*STORED RECORDS*

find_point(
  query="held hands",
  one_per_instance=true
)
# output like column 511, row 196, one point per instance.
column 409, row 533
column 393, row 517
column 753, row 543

*WHAT IS REQUIRED*
Put "clasped hands" in place of "held hands" throughout the data above, and write out those lines again with nothing else changed.

*RESULT OF THE TASK*
find_point(
  query="clasped hands",
  one_per_instance=true
)
# output like column 511, row 196, one point per instance.
column 409, row 533
column 393, row 517
column 753, row 543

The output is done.